What the exercise asks:
Take the line with "Category: sky" as the first line and the last line of the data as the final one. Write out those lines exactly, and no others.

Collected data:
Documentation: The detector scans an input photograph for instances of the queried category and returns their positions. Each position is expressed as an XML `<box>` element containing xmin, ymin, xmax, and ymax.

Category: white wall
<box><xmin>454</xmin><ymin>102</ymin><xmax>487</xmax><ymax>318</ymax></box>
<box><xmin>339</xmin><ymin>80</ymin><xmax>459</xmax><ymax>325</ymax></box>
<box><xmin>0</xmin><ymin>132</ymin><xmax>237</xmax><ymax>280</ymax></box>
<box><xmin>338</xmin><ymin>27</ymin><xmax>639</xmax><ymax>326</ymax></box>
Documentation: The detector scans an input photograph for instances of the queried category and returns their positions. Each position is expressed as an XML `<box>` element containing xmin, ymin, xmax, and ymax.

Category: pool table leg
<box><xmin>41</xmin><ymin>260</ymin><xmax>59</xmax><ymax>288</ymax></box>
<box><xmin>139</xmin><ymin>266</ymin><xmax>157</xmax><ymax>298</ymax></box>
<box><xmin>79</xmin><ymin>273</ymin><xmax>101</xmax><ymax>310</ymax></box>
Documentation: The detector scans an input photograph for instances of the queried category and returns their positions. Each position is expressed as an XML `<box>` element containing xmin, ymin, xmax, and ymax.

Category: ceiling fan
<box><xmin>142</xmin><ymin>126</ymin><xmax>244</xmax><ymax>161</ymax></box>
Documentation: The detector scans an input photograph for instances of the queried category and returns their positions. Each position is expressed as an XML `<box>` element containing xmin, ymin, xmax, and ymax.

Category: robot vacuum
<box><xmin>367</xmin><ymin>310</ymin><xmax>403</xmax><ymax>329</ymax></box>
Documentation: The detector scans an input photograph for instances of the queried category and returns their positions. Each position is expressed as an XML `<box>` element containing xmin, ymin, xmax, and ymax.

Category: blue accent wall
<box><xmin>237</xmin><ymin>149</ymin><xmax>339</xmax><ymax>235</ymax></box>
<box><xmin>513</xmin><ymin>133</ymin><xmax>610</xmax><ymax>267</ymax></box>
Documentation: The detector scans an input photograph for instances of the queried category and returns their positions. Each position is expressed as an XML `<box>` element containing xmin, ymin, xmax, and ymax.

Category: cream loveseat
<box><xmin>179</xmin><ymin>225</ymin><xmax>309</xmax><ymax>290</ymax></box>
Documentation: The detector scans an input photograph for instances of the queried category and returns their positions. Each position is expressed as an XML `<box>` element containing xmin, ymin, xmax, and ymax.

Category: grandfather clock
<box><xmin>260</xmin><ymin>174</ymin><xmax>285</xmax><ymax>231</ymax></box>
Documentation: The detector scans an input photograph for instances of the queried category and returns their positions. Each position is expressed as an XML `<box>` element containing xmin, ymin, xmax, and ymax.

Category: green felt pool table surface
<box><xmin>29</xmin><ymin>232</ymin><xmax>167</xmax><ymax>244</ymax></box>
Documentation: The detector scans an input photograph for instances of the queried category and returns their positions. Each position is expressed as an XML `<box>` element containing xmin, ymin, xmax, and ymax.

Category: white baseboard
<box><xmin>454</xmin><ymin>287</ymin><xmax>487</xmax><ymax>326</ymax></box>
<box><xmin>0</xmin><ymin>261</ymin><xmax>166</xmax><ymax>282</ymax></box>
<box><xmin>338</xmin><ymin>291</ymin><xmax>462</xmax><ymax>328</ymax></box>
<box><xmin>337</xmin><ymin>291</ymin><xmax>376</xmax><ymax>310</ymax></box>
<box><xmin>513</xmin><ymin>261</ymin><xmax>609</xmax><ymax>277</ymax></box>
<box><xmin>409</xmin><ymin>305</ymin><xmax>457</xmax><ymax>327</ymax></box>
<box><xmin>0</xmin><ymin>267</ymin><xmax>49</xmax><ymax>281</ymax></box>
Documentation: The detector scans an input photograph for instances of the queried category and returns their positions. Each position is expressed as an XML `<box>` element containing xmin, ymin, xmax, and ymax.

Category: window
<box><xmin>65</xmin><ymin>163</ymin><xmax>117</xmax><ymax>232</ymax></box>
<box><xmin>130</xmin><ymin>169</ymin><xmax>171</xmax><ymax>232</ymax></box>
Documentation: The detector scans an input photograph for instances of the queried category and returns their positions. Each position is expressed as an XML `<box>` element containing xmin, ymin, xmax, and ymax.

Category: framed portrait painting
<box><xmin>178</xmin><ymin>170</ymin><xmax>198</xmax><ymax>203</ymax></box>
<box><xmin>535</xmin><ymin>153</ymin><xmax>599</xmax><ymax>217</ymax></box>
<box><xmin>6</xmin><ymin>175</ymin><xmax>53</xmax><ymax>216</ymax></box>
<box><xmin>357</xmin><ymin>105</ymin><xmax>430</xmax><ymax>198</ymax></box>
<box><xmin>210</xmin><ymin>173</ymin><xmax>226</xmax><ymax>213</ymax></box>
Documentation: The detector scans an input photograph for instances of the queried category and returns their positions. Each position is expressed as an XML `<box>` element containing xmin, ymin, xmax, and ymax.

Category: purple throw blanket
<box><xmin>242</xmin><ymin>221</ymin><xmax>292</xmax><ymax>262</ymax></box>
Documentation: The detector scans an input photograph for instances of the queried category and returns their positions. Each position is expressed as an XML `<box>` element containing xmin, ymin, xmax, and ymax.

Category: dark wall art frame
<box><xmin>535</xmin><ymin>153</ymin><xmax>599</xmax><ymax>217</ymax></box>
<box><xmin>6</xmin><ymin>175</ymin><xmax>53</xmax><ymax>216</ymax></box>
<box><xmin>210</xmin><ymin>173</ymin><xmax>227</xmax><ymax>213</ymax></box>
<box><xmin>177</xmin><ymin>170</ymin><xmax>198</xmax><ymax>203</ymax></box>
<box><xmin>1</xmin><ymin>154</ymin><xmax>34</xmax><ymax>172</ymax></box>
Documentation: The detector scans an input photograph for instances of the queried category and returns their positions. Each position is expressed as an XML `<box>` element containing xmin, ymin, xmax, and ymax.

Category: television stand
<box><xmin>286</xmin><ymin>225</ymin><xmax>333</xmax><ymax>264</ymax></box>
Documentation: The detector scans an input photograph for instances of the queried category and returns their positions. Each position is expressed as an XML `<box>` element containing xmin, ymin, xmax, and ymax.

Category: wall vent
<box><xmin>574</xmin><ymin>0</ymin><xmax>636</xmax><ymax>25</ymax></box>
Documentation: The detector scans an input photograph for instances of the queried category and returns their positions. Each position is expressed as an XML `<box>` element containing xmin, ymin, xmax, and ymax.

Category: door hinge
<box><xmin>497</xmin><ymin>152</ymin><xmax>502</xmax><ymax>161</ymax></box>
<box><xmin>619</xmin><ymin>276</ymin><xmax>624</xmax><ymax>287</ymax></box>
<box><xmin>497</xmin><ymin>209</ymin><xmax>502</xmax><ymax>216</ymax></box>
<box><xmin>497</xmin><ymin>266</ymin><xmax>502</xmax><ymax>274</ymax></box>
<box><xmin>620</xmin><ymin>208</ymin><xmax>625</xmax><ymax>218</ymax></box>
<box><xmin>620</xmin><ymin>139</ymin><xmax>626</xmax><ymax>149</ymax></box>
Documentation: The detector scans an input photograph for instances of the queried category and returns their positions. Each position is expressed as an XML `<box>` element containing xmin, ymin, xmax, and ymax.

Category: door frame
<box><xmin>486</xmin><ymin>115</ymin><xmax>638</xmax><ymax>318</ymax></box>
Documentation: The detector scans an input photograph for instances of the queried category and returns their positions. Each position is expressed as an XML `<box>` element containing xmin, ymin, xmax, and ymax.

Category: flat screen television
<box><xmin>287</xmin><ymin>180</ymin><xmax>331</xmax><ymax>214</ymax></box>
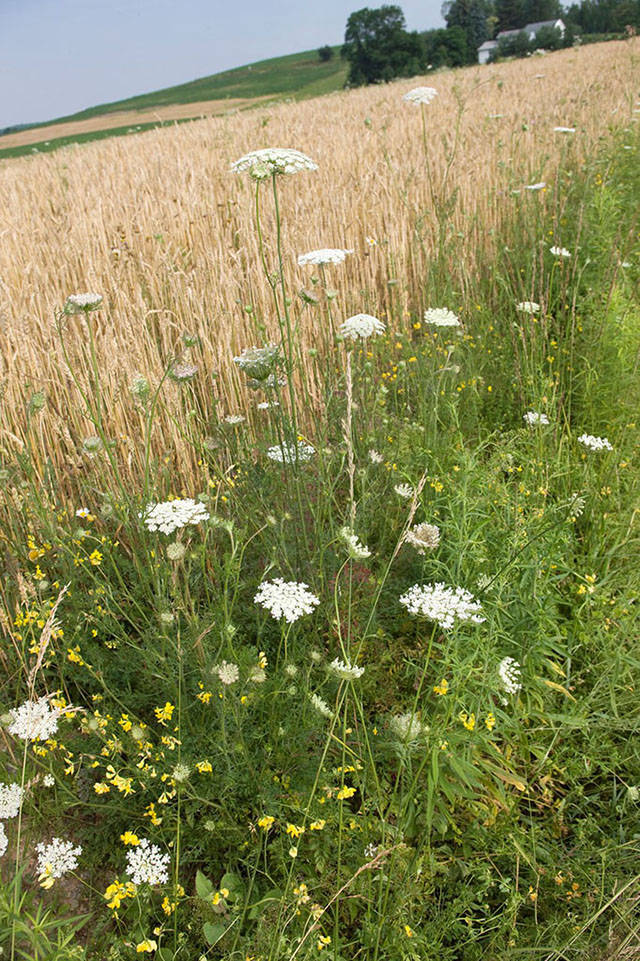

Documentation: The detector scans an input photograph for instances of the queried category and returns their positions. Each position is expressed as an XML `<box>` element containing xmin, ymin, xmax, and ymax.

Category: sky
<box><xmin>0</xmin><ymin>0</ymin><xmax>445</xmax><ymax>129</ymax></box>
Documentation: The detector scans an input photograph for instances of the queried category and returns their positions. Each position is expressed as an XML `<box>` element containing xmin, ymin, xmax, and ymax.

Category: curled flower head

Your response:
Category: sky
<box><xmin>0</xmin><ymin>0</ymin><xmax>445</xmax><ymax>129</ymax></box>
Documentation: The detector scans an input photograph for instances of the queried category and returns their positions. Each position is expressed as an XML `<box>` element containing xmin, ymin, xmax, and ymax.

Category: curled flower head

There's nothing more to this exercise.